EXCERPT ->
--- BEGIN ---

The entropy weight method is an objective and effective method to determine the weight of each indicator (Xiao et al., 2020). In this paper, the evaluation initial matrix {xijt}m×n is established, where m is the number of cities in the Yangtze River Delta urban agglomeration, with a value of 26, and n is the number of indicators of the evaluation index system of TECC, with a value of 30. To transform the different units among various indices into common measurable units (Zhang et al., 2011), the data for each index are standardized. Considering that the normalized data might be zero, all values are offset to the right by 0.01.
Positive indicator:
${{X}_{ijt}}=({{x}_{ijt}}-{{x}_{jt\min }})/({{x}_{jt\max }}-{{x}_{jt\min }})+0.01$
Negative indicator:
${{X}_{ijt}}=({{x}_{jt\max }}-{{x}_{ijt}})/({{x}_{jt\max }}-{{x}_{jt\min }})+0.01$
In the formula, Xijt is the dimensionless value converted by indicators j; xijt is the original value corresponding to the indicators j of the cities i in year t; xjt max is the maximum value of indicators j and xjt min is the minimum value of indicators j.
The proportion of the index value (Pijt) of city i under index j in year t is calculated as:
${{P}_{ijt}}=\frac{{{X}_{ijt}}}{\sum\limits_{i=1}^{n}{{{X}_{ijt}}}}$
The information entropy of index j in year t (ejt) is calculated as:
${{e}_{jt}}=-\frac{1}{\ln m}\sum\limits_{i=1}^{m}{{{P}_{ijt}}}\ln {{P}_{ijt}}$
The weight of index j in year t (wjt) is calculated as:
${{w}_{jt}}=\frac{1-{{e}_{jt}}}{n-\sum\limits_{j=1}^{n}{{{e}_{jt}}}}$
The comprehensive score (TECCit) of each city is then calculated as:
$TEC{{C}_{it}}=\sum\limits_{j=1}^{n}{{{w}_{jt}}}{{X}_{ijt}}$

3.2.3 Variable descriptions and data sources

In accordance with previous studies, setting up a set of control variables could alleviate the potentially omitted variable bias. Accordingly, based on reference to relevant research (Liu et al., 2017a; Duan et al., 2018; Wang and Hu, 2020), control variables are incorporated into the empirical model (Table 2). Among them, the variable tourism ecological efficiency is calculated by the Super-efficiency SBM model, which consists of input, expected output, and unexpected output dimensions (Wang et al., 2020b).

--- END ---

REQUIREMENTS ->
[1] Which works are cited in parentheses in the excerpt on the entropy weight method? List every one.
[2] How many separate entries in the rows contain the string "line"? Case counts. Give only the number.

INPUT FOR THIS TASK ->

--- BEGIN ---

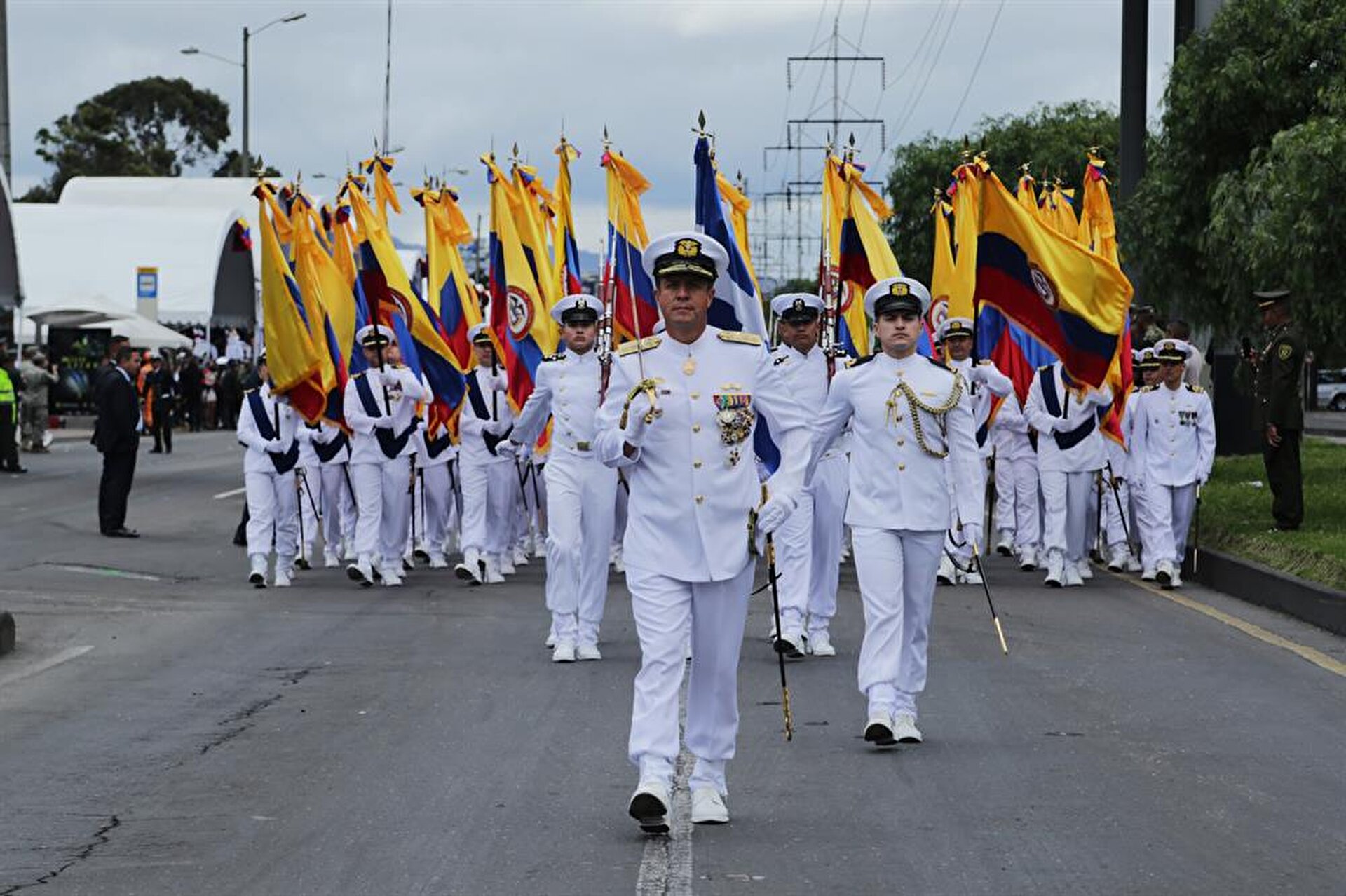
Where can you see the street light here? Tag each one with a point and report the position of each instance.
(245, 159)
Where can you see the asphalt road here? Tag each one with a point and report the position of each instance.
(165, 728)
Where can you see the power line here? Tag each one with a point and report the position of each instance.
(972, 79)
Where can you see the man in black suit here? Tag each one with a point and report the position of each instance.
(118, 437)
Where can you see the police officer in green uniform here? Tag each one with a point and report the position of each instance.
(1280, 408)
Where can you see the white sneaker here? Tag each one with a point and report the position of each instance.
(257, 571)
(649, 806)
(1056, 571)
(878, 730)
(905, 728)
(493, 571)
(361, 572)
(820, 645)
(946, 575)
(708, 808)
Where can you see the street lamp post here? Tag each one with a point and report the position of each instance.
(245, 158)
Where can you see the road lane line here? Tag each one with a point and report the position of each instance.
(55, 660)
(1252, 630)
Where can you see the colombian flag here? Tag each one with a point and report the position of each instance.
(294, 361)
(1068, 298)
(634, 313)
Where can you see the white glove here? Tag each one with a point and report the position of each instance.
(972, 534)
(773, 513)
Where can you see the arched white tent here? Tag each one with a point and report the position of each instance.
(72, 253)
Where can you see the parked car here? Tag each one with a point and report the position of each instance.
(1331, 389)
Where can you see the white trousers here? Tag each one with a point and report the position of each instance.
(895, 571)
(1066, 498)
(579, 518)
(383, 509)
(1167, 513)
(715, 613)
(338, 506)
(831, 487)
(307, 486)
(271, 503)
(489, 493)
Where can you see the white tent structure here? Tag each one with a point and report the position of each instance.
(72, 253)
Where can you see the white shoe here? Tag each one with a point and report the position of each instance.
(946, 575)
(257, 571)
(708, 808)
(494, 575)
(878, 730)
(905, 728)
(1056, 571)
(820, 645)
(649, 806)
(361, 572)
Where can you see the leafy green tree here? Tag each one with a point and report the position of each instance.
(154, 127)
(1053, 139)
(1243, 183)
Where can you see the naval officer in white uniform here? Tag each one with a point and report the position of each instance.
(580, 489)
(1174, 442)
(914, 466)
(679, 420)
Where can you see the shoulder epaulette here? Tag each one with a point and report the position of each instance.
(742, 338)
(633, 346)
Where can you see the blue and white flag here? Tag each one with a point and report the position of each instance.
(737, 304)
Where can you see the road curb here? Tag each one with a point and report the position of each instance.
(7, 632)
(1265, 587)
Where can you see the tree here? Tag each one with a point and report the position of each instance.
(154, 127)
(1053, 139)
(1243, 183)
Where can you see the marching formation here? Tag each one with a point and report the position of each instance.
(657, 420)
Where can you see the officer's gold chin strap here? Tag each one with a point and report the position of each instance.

--- END ---

ANSWERS FOR THE TASKS ->
[1] Xiao et al., 2020; Zhang et al., 2011; Liu et al., 2017a; Duan et al., 2018; Wang and Hu, 2020; Wang et al., 2020b

[2] 2